═════ EXTRACTED MATERIAL ═════
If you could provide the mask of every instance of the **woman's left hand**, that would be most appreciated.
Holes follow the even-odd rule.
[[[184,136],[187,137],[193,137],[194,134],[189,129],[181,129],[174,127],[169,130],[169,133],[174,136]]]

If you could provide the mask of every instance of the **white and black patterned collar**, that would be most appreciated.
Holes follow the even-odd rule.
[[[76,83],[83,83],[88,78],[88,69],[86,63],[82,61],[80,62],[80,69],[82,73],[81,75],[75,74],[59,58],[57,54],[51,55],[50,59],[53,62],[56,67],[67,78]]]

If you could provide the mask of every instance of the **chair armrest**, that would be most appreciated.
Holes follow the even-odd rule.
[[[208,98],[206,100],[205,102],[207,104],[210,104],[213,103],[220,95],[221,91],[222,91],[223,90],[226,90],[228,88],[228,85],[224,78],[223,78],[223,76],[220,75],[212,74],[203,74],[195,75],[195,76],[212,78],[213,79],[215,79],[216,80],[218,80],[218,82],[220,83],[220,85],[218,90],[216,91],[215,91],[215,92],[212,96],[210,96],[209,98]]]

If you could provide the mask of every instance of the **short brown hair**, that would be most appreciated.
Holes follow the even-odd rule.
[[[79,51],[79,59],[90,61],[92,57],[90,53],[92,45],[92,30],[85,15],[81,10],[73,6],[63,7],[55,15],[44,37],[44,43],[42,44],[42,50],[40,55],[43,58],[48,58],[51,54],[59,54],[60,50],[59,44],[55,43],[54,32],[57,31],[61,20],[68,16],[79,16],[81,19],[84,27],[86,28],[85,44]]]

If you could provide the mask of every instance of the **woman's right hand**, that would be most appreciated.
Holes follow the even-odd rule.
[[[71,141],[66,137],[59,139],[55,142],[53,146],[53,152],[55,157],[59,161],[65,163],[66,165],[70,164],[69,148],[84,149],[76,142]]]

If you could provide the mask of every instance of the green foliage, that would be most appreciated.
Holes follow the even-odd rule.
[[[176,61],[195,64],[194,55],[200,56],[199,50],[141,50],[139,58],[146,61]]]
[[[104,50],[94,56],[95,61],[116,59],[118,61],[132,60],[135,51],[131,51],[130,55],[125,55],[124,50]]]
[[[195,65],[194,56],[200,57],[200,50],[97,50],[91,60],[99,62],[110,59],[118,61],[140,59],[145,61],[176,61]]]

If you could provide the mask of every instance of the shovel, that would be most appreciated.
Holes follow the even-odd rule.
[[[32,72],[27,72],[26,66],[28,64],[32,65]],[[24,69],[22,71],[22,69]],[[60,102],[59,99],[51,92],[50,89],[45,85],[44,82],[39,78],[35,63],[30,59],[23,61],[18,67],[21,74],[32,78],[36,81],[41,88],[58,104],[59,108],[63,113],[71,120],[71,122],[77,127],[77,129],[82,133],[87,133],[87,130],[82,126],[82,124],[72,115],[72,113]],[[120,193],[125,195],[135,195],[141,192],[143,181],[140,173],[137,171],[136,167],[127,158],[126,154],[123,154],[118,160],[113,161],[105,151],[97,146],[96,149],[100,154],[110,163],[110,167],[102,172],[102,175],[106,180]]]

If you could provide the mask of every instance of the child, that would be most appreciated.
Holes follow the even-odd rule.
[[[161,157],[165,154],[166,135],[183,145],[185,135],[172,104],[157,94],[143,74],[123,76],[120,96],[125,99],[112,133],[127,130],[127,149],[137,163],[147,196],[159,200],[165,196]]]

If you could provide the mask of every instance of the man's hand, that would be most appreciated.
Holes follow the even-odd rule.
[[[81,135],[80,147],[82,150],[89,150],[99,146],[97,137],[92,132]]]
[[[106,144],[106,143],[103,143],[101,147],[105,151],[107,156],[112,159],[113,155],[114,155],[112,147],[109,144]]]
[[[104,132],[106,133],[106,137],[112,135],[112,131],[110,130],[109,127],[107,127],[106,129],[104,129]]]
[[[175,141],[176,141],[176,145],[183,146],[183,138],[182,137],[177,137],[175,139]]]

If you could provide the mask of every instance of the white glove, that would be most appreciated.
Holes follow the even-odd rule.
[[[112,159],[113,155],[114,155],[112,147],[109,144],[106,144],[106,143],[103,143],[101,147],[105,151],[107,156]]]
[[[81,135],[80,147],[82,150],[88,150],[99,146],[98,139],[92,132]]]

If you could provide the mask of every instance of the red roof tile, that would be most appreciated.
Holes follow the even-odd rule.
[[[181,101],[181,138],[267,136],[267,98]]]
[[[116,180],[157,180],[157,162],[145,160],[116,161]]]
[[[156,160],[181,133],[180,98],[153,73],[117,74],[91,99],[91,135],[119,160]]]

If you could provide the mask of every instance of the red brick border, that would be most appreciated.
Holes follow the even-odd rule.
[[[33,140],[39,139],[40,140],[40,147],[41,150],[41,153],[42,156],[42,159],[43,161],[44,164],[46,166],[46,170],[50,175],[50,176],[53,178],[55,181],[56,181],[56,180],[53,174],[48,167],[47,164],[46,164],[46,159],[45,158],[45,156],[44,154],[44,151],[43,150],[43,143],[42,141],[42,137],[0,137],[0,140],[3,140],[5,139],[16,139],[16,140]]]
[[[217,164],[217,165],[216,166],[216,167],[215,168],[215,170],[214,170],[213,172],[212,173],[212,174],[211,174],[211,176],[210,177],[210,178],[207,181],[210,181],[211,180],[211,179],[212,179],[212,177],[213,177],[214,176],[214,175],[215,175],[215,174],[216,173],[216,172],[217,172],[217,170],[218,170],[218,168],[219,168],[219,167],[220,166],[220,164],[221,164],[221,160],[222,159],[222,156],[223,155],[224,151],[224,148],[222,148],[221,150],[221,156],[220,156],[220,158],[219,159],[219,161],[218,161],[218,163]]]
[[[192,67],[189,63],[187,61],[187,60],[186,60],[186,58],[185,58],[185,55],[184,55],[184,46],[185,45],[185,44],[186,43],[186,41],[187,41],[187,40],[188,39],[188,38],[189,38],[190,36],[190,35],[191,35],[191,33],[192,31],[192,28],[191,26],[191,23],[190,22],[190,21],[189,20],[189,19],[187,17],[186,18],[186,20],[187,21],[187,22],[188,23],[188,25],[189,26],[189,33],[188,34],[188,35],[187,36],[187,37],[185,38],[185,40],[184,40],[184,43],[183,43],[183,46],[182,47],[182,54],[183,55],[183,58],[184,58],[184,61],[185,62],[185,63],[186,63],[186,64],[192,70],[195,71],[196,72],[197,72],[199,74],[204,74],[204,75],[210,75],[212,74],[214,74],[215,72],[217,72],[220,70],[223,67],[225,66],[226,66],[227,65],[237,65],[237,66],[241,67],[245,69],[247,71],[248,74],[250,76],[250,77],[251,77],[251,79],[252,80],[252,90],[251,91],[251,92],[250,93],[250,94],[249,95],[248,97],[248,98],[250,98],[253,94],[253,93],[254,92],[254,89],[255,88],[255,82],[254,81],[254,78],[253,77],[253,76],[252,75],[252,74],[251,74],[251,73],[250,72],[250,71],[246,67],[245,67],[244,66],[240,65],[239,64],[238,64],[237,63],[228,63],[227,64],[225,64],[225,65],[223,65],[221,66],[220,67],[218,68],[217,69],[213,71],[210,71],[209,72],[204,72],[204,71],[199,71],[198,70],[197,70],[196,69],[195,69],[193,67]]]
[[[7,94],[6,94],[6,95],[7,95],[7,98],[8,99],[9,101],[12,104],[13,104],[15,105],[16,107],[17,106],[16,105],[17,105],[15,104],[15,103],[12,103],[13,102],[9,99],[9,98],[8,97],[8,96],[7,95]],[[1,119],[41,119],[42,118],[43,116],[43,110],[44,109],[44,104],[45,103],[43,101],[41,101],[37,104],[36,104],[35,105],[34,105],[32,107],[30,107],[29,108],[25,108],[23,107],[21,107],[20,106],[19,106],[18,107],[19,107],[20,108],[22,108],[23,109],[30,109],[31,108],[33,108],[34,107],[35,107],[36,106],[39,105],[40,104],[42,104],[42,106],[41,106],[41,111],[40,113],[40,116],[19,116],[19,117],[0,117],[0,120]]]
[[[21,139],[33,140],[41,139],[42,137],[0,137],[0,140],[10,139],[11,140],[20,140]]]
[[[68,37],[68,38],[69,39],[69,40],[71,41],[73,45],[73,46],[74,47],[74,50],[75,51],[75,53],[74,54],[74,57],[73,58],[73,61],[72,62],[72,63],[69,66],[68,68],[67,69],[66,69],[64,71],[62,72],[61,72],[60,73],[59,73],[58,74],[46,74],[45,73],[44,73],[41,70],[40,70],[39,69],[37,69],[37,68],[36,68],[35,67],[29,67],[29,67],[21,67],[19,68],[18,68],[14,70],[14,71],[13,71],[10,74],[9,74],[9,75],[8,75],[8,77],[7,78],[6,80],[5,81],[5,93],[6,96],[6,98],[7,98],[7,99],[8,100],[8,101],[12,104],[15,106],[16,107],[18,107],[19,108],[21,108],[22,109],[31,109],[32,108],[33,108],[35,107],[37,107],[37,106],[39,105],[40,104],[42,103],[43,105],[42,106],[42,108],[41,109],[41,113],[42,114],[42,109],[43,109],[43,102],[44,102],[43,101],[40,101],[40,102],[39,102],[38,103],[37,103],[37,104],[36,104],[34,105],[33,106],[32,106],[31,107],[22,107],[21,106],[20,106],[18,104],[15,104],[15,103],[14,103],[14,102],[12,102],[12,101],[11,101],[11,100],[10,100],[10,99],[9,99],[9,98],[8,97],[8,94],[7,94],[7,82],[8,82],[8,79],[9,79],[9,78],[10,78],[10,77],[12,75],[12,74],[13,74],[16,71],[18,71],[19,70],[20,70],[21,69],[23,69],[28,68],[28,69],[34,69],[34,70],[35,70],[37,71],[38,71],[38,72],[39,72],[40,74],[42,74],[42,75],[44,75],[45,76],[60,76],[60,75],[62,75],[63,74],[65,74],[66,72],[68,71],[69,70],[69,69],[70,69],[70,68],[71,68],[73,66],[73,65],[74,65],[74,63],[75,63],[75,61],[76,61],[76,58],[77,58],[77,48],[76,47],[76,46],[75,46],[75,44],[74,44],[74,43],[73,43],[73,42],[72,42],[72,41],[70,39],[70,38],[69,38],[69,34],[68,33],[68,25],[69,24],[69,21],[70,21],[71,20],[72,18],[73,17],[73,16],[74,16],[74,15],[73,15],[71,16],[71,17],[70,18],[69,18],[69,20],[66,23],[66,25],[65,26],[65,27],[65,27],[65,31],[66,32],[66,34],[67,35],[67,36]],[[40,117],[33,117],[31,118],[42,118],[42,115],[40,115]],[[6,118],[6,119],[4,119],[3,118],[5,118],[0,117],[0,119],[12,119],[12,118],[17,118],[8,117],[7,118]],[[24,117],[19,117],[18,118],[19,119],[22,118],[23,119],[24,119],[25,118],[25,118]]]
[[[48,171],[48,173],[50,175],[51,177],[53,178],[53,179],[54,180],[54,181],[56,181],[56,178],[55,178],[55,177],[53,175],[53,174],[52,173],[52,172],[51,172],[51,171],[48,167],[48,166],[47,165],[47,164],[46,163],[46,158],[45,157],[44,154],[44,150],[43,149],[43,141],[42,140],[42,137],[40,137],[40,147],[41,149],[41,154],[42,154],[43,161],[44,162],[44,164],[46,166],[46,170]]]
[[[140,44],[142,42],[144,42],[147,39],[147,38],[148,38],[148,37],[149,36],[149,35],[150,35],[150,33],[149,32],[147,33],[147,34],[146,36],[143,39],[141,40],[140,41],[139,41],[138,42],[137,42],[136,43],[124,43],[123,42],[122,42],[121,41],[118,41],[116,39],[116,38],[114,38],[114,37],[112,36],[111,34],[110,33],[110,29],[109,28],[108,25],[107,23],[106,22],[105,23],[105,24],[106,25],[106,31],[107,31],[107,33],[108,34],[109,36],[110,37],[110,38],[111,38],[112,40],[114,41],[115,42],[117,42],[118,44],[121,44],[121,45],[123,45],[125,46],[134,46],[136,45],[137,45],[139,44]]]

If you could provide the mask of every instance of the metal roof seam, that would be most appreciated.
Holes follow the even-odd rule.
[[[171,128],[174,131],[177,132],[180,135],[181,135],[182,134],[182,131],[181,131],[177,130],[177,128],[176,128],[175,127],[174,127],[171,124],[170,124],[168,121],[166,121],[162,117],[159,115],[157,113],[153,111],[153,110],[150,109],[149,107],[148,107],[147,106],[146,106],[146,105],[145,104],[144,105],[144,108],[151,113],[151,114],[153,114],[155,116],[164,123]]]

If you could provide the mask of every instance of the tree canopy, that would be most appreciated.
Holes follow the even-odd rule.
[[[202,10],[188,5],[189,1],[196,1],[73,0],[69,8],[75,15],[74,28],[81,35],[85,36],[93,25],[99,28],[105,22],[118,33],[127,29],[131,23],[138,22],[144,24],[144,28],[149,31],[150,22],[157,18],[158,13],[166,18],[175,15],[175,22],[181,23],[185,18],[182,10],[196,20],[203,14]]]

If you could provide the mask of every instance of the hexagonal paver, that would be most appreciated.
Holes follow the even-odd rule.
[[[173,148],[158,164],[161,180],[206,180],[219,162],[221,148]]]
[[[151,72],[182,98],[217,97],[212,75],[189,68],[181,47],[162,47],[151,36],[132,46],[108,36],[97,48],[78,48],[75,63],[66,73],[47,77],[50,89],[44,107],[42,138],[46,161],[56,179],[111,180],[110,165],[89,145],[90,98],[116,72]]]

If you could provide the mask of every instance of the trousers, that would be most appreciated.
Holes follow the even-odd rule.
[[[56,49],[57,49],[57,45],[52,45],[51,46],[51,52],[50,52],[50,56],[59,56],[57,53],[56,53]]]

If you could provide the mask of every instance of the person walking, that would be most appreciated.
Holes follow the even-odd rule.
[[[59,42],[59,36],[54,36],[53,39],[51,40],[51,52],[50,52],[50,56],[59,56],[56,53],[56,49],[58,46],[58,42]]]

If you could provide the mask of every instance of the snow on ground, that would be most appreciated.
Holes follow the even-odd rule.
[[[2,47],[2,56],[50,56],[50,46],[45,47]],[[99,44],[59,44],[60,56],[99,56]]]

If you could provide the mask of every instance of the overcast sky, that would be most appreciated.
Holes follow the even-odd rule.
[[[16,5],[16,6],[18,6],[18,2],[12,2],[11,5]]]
═════
> TASK OBJECTIVE
How many lines of the material above contain the string "woman"? Match case exactly, and reply with the number alone.

> OUTPUT BELOW
2